Pointing listing
+ + + + +

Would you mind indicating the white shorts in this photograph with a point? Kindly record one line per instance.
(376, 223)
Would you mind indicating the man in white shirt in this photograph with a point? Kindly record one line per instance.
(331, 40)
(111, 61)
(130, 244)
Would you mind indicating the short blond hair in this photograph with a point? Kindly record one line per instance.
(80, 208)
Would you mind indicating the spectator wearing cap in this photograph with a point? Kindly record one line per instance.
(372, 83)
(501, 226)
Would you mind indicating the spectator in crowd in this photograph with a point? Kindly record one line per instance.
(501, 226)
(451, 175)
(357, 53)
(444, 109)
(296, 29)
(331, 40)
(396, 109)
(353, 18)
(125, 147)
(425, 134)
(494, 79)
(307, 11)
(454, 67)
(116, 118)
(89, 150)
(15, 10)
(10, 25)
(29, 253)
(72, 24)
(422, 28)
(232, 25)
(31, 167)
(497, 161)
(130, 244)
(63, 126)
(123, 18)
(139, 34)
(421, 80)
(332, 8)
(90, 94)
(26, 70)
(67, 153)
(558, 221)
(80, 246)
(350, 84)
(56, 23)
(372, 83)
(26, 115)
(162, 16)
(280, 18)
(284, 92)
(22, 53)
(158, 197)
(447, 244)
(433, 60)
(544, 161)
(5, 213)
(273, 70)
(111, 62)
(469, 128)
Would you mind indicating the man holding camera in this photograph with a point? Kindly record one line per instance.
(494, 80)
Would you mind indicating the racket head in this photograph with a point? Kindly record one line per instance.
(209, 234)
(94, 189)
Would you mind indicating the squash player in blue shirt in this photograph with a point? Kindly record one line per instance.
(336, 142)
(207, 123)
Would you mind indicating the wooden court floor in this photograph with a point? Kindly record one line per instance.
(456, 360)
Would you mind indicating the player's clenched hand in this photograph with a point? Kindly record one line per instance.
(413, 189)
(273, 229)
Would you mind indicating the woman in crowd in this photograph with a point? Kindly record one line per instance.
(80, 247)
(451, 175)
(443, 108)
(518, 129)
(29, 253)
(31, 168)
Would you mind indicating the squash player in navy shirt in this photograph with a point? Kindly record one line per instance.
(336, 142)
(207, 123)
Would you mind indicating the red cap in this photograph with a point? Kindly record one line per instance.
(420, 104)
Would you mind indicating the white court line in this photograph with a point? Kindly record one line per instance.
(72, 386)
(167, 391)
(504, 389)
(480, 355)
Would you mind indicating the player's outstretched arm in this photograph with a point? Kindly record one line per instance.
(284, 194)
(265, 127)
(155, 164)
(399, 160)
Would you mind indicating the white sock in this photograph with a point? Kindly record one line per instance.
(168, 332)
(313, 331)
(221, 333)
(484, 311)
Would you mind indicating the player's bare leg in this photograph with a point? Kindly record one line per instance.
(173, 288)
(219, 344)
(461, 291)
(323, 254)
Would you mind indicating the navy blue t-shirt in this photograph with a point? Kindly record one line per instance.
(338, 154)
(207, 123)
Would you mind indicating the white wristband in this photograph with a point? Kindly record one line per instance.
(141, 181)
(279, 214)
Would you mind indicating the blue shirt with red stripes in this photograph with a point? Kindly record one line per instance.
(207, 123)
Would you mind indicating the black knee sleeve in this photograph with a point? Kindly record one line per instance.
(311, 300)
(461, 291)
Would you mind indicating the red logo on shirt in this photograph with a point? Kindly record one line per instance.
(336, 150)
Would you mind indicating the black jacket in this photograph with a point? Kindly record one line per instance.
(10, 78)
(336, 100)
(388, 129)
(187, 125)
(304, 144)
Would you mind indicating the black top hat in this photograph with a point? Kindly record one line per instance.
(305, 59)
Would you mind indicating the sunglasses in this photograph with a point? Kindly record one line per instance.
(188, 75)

+ + + + +

PROBLEM STATEMENT:
Copy the entire listing above line for line, without changing a single character.

FULL ANSWER:
Would you mind indicating the white shorts in this photograph with a point? Kindly record one line per instance.
(376, 223)
Would you mind indicating the man in white shirt in this photograph with a point? Kindly record one line per instance.
(331, 40)
(111, 61)
(130, 244)
Would you mind indicating the short blond hair in this photograph with a point? Kindly record one line per instance.
(80, 208)
Would you mind indicating the spectator wearing cap in this photograph with a point? Kindly record one line per instance.
(372, 83)
(501, 226)
Would you mind indicating the spectator in crowd in this photograph with a point? Kindly record one line per instance.
(501, 226)
(451, 175)
(357, 53)
(444, 109)
(296, 29)
(331, 40)
(396, 109)
(353, 18)
(125, 147)
(425, 134)
(494, 79)
(307, 11)
(454, 67)
(116, 118)
(89, 150)
(15, 10)
(10, 25)
(29, 253)
(72, 24)
(422, 28)
(232, 25)
(31, 167)
(497, 161)
(130, 244)
(63, 126)
(123, 18)
(139, 34)
(421, 80)
(332, 8)
(90, 94)
(26, 70)
(67, 153)
(558, 221)
(80, 246)
(350, 84)
(56, 23)
(372, 83)
(26, 115)
(162, 16)
(280, 18)
(284, 92)
(22, 53)
(158, 197)
(447, 244)
(433, 60)
(544, 161)
(5, 213)
(273, 70)
(111, 62)
(469, 128)
Would you mind indicating the man holding camera in this photograph with a point? Kindly record one line per instance.
(494, 80)
Would you mind indicating the racket head in this photograph with a point? Kindly record one line per instance.
(209, 234)
(94, 189)
Would you mind indicating the squash player in blue shirt in this photograph with a point? Kindly record one line per instance.
(336, 142)
(207, 123)
Would you mind indicating the wooden court floor in this photograph with a point? Kindly record one line per instance.
(456, 360)
Would you mind indicating the player's clenched hand in this photograph with a point? Kindly record one line per instance.
(413, 189)
(273, 229)
Would you mind indicating the woman in crowd in this photograph with a point? Kindly record one line per instance.
(80, 247)
(451, 175)
(443, 108)
(518, 129)
(29, 253)
(31, 168)
Would you mind indicating the squash player in navy shirt in this photograph with a point? Kindly record one line per instance.
(336, 142)
(207, 123)
Would you mind indicating the red cap in this photograph with a point? Kindly record one line per instance.
(420, 104)
Would you mind indicating the white court line in this photograph with a point? Kindly record one line per instance.
(72, 386)
(167, 391)
(504, 389)
(480, 355)
Would you mind indicating the player's outstretched arm in this photograph with a point? Kindly record one line per instance.
(284, 194)
(265, 127)
(155, 164)
(399, 160)
Would you mind indicating the white sock in this photograph with a point? Kindly record one line per instance.
(168, 332)
(313, 331)
(221, 333)
(484, 311)
Would you mind indicating the player's bare leg in this photograph with a point? Kindly record one line per instance.
(173, 288)
(219, 344)
(461, 291)
(323, 254)
Would you mind indicating the navy blue t-shirt in this photograph with a point? Kindly record one line per instance.
(338, 154)
(207, 123)
Would you mind indicating the white wristband in this photograph with a point? Kindly record one line per instance.
(141, 181)
(279, 214)
Would you mind indicating the blue shirt with red stripes in this photograph with a point? Kindly record one line per instance.
(207, 123)
Would you mind indicating the black knee sleeve in this photograph with a point? Kindly record one line per instance.
(311, 300)
(461, 291)
Would you mind indicating the red logo on shirt in this photograph with a point? Kindly record one line per instance.
(336, 150)
Would you mind indicating the black jacket in this photograph with a point? Kindly record one line per instance.
(10, 78)
(336, 100)
(388, 129)
(187, 125)
(304, 144)
Would you mind indicating the black top hat in this photograph with a point? Kindly record one line per instance.
(305, 59)
Would you mind indicating the sunglasses in this photograph with a point? Kindly record one line per instance.
(188, 75)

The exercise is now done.